■ To be done ■
Please arrange the material below as a Markdown table with two columns, Row and Line. Give each line its own numbered row, and leave out any blank lines.

■ Stored data ■
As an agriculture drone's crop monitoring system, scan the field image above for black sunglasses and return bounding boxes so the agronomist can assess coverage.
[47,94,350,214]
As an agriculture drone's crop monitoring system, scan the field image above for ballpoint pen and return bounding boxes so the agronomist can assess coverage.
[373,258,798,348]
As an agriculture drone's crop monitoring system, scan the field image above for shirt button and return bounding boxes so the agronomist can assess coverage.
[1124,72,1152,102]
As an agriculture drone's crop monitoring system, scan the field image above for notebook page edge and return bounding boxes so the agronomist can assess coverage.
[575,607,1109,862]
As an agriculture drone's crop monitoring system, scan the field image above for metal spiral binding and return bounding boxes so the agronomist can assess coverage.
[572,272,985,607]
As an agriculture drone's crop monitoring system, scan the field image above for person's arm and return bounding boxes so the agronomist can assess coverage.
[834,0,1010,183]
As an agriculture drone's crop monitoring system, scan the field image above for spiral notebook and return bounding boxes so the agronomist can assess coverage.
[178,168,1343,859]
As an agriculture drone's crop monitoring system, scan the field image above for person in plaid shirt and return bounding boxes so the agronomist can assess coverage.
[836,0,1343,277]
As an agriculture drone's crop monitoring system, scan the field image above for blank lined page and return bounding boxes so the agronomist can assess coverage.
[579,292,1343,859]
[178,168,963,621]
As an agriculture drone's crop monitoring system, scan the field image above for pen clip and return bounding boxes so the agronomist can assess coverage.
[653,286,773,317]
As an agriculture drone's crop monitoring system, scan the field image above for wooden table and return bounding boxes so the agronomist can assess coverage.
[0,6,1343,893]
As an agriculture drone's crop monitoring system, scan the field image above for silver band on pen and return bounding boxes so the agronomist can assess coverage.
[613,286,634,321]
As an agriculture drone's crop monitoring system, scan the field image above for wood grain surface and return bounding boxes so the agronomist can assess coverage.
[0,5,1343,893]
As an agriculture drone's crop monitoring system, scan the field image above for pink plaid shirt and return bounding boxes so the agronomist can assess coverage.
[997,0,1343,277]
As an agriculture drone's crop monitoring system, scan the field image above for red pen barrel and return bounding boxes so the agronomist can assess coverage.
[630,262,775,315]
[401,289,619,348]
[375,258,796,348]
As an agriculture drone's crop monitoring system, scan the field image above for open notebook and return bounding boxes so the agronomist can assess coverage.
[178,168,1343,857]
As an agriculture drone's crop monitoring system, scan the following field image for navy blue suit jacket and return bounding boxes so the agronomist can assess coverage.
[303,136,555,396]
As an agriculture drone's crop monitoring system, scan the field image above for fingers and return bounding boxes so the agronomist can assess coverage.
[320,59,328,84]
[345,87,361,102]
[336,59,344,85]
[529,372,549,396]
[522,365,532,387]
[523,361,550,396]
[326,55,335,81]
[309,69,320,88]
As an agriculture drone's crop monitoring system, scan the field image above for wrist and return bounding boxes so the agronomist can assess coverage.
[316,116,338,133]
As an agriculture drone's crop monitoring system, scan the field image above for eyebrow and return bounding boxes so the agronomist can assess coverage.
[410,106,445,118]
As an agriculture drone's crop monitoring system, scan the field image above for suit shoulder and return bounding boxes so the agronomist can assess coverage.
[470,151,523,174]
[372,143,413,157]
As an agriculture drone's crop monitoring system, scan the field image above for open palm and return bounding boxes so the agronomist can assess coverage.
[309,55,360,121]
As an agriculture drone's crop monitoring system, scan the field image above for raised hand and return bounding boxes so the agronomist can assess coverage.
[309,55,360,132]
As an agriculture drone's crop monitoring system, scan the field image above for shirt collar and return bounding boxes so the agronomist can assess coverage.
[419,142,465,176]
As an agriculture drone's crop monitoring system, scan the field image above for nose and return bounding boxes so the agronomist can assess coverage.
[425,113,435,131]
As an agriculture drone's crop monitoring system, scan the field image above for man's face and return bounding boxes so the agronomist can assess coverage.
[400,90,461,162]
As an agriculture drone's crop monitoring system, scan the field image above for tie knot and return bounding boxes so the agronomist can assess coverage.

■ Solution to the exercise ■
| Row | Line |
|---|---|
| 1 | As an agriculture drone's crop monitoring system, scan the field image above for black sunglasses and return bounding boxes so the agronomist can assess coverage. |
| 2 | [47,94,350,214] |
| 3 | As an agriculture drone's crop monitoring system, scan the field image above for ballpoint pen and return bounding boxes so the agronomist can assess coverage. |
| 4 | [373,258,798,348] |
| 5 | As an agriculture drone's crop monitoring system, scan the field image above for shirt button and return bounding boxes so the agronomist can assess coverage. |
| 6 | [1124,72,1152,102] |
| 7 | As an agriculture drone's crop monitoring system, scan the field image above for notebook page edge and return bounding boxes so the agronomist can assess coverage. |
| 8 | [575,607,1109,862] |
| 9 | As an agriculture drone's crop monitoring system, scan the field image above for metal spiral binding and return bounding boxes so the agronomist can assess coverage. |
| 10 | [572,272,985,607] |
| 11 | As an agriculture drone's crop monitoring system, scan the field image above for person's arm and return bounding boxes so the agronomist can assess coverage. |
| 12 | [834,0,1010,183] |
| 13 | As an agriculture drone's crop monitoring system, scan the field image above for spiral notebook and return bounding boxes so the agronomist can assess coverage. |
| 14 | [178,168,1343,859] |
| 15 | As an agriculture drone's crop monitoring system, scan the field image above for person in plaid shirt and return bounding boxes so the agronomist can assess coverage. |
| 16 | [836,0,1343,277] |
| 17 | As an agriculture drone's crop monitoring system, scan the field image above for blank lined page and return bounding boxes so the agronomist can assess coverage. |
| 18 | [579,292,1343,859] |
| 19 | [178,168,963,621] |
| 20 | As an agriculture drone's crop monitoring system, scan the field image above for pen clip and return bounding boxes so the agronomist can assess coverage. |
| 21 | [653,286,773,317] |
| 22 | As an agriculture drone's crop monitoring system, scan the field image above for wooden table and return bounding boxes so the agronomist can assess coverage. |
| 23 | [0,6,1343,893] |
| 24 | As an agriculture drone's crop monitoring system, scan the field image above for silver band on pen and return bounding boxes so the agronomist can assess coverage. |
| 25 | [613,286,634,321] |
| 26 | As an agriculture drone's crop monitoring system, scan the field image above for wood grain surface and return bounding boxes so the agronomist can assess coverage. |
| 27 | [0,5,1343,893] |
| 28 | As an agriculture drone's crop monitoring system, scan the field image above for pink plaid shirt and return bounding boxes so the agronomist can assess coverage. |
| 29 | [997,0,1343,277] |
| 30 | As an agriculture drone's crop monitoring system, scan the field image above for red pen barrel and return bounding boxes so the agronomist can assess coverage. |
| 31 | [630,262,775,315] |
| 32 | [401,289,619,348] |
| 33 | [375,258,796,348] |
| 34 | As an agriculture drone's crop monitoring system, scan the field image above for open notebook and return bounding boxes so the agronomist can assess coverage. |
| 35 | [178,168,1343,857] |
| 36 | As an agriculture drone's crop monitoring system, scan the following field image for navy blue suit jacket and return bounding boxes so the agronomist can assess coverage. |
| 37 | [303,136,555,396] |
| 38 | As an agriculture drone's crop monitoring system, scan the field image above for fingers and return bounding boxes so the agronomist can assess coverage. |
| 39 | [320,59,328,84] |
| 40 | [345,87,361,102] |
| 41 | [336,59,344,85] |
| 42 | [529,372,549,396] |
| 43 | [522,365,532,387] |
| 44 | [523,361,550,396] |
| 45 | [326,55,335,81] |
| 46 | [309,69,320,88] |
| 47 | As an agriculture drone's crop monitoring system, scan the field image above for wrist and return bounding boxes so the agronomist can assess coverage. |
| 48 | [316,116,338,133] |
| 49 | As an agriculture drone's crop monitoring system, scan the field image above for eyebrow and return bounding boxes so the agronomist can assess coverage. |
| 50 | [410,106,445,118] |
| 51 | As an agriculture drone's crop monitoring system, scan the field image above for suit shoulder and return bounding boxes so the agronomist can assess coverage. |
| 52 | [470,151,523,174] |
| 53 | [372,143,413,157] |
| 54 | As an agriculture drone's crop monitoring system, scan the field image above for open palm and return bounding boxes so the agronomist can assess coverage. |
| 55 | [309,55,360,121] |
| 56 | As an agriculture drone's crop monitoring system, scan the field image above for raised hand and return bounding boxes so the agronomist can assess coverage. |
| 57 | [309,55,360,132] |
| 58 | As an agriculture drone's crop monitoring system, scan the field image above for shirt collar and return bounding boxes so the agronomist can assess coverage. |
| 59 | [419,142,465,176] |
| 60 | As an agriculture drone's crop monitoring system, scan the field image above for nose and return bounding boxes so the agronomist can assess coverage. |
| 61 | [425,113,435,131] |
| 62 | As an agriculture drone's crop monitoring system, scan the field image above for man's face and return bounding boxes so the agronomist can assess coverage. |
| 63 | [400,90,461,162] |
| 64 | As an agriculture drone's crop monitoring system, scan the field image above for tie knot and return bounding boxes so the agronomist can assess coverage. |